[Stored data entries]
## Start

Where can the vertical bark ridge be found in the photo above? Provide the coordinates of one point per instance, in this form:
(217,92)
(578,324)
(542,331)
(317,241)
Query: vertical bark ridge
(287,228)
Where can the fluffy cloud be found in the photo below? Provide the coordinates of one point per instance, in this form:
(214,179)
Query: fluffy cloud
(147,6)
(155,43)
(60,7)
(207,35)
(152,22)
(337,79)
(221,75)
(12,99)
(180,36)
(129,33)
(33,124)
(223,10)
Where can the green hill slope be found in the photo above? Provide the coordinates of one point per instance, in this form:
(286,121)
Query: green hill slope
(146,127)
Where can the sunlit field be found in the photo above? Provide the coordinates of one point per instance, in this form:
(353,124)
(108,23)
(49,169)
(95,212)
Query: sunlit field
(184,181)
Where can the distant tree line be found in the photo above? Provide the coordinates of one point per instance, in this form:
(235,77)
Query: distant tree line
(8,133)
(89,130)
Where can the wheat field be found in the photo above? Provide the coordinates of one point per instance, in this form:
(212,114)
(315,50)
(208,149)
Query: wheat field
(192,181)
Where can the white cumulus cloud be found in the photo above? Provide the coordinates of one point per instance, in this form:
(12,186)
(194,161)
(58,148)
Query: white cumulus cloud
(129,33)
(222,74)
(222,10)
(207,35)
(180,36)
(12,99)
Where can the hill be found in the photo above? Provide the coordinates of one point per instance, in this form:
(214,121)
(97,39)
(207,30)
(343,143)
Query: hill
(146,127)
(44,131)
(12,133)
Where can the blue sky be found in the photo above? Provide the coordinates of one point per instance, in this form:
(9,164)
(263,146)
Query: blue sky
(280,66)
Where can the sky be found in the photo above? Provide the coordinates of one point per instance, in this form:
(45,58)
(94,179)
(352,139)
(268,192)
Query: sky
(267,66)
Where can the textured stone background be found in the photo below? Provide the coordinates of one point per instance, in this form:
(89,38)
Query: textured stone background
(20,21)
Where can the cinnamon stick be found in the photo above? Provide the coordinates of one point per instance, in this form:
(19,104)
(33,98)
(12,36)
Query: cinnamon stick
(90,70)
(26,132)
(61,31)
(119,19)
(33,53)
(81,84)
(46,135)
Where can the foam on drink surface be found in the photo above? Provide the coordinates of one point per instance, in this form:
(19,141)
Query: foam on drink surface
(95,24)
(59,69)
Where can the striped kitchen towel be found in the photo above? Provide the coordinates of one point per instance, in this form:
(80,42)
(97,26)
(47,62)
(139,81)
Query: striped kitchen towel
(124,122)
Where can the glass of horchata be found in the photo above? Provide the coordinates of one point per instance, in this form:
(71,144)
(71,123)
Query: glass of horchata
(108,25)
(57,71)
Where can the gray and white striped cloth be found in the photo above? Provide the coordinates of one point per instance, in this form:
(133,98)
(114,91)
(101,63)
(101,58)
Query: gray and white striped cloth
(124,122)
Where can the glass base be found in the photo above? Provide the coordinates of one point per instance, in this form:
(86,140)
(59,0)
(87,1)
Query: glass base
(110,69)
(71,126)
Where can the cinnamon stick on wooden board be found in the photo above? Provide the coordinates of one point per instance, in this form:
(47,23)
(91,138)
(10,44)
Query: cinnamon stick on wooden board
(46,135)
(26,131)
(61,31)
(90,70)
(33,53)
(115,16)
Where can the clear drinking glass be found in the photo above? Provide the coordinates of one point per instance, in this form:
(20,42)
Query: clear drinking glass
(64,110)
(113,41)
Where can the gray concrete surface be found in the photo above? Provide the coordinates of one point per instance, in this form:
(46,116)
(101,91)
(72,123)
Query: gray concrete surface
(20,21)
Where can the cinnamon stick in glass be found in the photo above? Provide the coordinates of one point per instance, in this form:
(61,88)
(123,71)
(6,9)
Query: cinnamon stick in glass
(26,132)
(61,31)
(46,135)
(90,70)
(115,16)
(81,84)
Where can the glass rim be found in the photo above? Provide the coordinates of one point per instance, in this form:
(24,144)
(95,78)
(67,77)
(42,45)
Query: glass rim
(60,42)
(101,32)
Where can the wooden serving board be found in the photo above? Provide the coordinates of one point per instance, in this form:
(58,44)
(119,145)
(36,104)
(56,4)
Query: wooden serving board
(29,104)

## End

(Work to complete) Turn the stretch of the material from the line containing "Where can the wooden" through its final line into a numbered list, skipping any blank lines.

(Expected answer)
1. Where can the wooden serving board be found in the photo above? Provide the coordinates of one point per instance, in this form:
2. (58,44)
3. (119,145)
4. (36,104)
5. (56,4)
6. Query: wooden serving board
7. (29,104)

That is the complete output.